Although bisphosphonate treatment currently represents the most powerful form of treatment available for fracture prevention in osteoporotic patients, it has not succeeded in completely preventing osteoporotic fractures [3–5, 7–9]. Therefore, concurrent treatment of osteoporosis has been frequently used by Japanese practitioners without any concrete evidence regarding fracture reduction. Since the concept of evidence-based medicine (EBM) has been introduced to clinical practice since the 1990s [10], the Japan Osteoporosis Society and the Japanese Society of Bone Mineral Research have edited the clinical guideline for treatment of osteoporosis (Chief editor: Hajime Orimo [11]). However, the writers recognized that there was a lack of evidence in the effectiveness of concurrent treatment of osteoporosis. Furthermore, it was expected that the patients who visit clinics have varying degrees of risk of fracture, which may differ from the degree of those who participated in development trials for bisphosphonates. This possibility would make it easier to obtain pragmatic evidence in general clinical practice.
Starting in 2000, the Japan Osteoporosis Society had planned to investigate the effectiveness of treatment of osteoporosis in order to provide evidence to general practitioners. Before constructing evidence, some feasibility studies were required to confirm the consensus in the diagnosis of incident fractures among the researchers and to elucidate the risk of future fractures in the patient population. In addition to these efforts in the field of osteoporosis, the Japanese government also established an ethical guideline for clinical trials [12], and the International Committee of Medical Journal Editors launched a clinical trial registry [13]. Such kinds of progress in the circumstances of clinical trials have enabled for investigator-initiated clinical trials in general practice.
The Adequate Treatment of Osteoporosis (A-TOP) study group was established in 2000 [11] in affiliation with the Japan Osteoporosis Society and organized a team for clinical trial management. The team consisted of clinical investigators (planning and analysis), foundation (funding) managers, officers from non-profit organization (data management) and several companies (data collection). This was the first joint team to create the post-making evidence for osteoporosis. In November 2003, A-TOP initiated a randomized clinical trial referred to as the Japanese Osteoporosis Intervention Trial (JOINT). The purpose of JOINT was to confirm the clinical significance of concurrent use of osteoporotic drugs. The first protocol, named JOINT-01, was initiated in 2002, but was suspended the following year due to a change in drug labeling. A second protocol, named JOINT-02, was established to clarify the effect of adding 1-alpha-hydroxycholecalciferol (alfacalcidol) to alendronate (ALN), using the incident fracture rate as the primary endpoint. In this paper, the rationale, organization and study design of JOINT-02 are introduced.

### DATA FOR ANALYSIS:
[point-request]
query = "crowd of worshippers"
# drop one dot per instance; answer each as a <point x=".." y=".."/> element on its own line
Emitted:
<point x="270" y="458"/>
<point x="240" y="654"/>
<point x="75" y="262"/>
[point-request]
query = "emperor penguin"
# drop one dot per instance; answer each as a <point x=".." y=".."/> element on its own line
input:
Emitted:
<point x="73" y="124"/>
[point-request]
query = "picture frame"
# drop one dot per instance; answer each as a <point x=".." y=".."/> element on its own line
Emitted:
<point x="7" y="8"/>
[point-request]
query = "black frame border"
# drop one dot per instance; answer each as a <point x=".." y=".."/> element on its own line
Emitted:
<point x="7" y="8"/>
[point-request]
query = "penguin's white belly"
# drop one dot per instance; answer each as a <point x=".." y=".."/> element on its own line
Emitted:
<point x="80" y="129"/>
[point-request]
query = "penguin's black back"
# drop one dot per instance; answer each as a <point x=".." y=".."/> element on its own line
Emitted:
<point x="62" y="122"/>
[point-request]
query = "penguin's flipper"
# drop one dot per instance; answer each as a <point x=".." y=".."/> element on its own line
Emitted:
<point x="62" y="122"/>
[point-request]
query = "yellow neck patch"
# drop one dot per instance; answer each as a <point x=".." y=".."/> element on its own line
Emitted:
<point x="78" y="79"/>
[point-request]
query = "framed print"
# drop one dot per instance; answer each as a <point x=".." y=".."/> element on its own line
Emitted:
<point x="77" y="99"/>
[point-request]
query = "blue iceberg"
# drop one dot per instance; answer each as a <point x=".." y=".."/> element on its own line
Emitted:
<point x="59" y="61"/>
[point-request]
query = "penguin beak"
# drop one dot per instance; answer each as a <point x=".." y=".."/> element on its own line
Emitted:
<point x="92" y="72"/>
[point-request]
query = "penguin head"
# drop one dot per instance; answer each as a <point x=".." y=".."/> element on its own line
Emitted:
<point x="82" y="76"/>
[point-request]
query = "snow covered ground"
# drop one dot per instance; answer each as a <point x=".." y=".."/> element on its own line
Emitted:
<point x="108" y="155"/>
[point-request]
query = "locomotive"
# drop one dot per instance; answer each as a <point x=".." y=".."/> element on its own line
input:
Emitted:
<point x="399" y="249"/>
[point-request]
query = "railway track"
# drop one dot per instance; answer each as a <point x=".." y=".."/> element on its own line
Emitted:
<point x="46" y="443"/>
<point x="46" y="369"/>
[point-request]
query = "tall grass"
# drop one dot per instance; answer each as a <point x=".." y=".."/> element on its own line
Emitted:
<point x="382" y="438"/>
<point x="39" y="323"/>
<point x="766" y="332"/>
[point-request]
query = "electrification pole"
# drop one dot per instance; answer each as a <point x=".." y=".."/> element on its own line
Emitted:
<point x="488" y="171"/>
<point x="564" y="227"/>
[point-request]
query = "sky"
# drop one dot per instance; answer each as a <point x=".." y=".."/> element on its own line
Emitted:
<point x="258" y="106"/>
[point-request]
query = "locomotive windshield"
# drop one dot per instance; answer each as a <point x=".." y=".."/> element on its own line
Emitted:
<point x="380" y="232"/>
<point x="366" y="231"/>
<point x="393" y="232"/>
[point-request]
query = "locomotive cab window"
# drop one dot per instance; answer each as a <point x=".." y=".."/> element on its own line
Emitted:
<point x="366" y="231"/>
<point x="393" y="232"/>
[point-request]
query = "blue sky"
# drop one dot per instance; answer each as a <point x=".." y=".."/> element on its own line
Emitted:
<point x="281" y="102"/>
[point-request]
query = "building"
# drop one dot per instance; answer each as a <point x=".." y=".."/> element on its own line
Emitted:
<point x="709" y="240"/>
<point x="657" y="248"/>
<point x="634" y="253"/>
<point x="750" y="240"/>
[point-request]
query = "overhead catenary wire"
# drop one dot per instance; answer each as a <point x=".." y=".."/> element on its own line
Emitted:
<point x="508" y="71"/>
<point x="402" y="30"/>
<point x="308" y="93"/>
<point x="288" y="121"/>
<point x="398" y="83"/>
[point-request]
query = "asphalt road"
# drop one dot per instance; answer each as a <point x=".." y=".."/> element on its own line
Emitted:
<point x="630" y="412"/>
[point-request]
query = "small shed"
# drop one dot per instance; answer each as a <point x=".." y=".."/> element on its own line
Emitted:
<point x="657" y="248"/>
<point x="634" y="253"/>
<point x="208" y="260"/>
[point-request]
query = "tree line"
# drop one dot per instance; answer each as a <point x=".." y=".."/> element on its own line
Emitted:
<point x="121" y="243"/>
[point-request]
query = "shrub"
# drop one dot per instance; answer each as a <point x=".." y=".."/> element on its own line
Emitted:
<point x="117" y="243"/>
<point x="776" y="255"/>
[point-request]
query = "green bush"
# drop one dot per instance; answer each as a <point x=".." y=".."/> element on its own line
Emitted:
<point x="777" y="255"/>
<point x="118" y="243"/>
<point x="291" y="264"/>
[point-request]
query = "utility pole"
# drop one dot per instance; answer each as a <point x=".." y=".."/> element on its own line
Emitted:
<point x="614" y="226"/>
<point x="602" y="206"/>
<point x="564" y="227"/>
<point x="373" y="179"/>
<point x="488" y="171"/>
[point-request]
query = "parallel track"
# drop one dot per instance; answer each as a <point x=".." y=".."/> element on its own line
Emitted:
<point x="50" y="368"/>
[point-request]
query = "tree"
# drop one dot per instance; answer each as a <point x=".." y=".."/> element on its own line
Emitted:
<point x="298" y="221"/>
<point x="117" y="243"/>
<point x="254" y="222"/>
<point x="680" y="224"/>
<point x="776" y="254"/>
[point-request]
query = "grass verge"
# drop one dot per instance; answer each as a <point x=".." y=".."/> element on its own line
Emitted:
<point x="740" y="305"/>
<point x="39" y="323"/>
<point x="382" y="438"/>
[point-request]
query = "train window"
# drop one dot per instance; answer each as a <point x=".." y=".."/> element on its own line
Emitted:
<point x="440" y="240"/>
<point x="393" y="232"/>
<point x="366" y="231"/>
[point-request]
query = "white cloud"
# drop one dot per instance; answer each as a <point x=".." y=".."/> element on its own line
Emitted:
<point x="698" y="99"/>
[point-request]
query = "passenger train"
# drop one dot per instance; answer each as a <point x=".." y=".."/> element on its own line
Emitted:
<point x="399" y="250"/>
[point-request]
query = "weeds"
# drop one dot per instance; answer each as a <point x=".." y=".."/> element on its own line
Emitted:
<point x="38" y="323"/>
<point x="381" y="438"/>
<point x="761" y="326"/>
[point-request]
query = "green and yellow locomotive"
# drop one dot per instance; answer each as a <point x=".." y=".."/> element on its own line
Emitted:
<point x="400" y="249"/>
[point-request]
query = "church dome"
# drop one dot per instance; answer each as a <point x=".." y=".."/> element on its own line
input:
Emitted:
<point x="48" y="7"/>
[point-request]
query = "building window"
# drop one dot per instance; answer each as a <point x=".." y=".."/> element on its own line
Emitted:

### WHAT YOU NEED TO DO:
[1] Answer these questions from the osteoporosis trial text, giving each answer with the same letter:
(a) In what year was the A-TOP study group established?
(b) Which two societies edited the clinical guideline for treatment of osteoporosis?
(c) What is the primary endpoint of JOINT-02?
[2] Please duplicate everything in the osteoporosis trial text from "Starting in 2000, the" down to "in general practice.".

### RESPONSES FOR EACH TASK:
[1]
(a) 2000
(b) The Japan Osteoporosis Society and the Japanese Society of Bone Mineral Research
(c) The incident fracture rate

[2]
Starting in 2000, the Japan Osteoporosis Society had planned to investigate the effectiveness of treatment of osteoporosis in order to provide evidence to general practitioners. Before constructing evidence, some feasibility studies were required to confirm the consensus in the diagnosis of incident fractures among the researchers and to elucidate the risk of future fractures in the patient population. In addition to these efforts in the field of osteoporosis, the Japanese government also established an ethical guideline for clinical trials [12], and the International Committee of Medical Journal Editors launched a clinical trial registry [13]. Such kinds of progress in the circumstances of clinical trials have enabled for investigator-initiated clinical trials in general practice.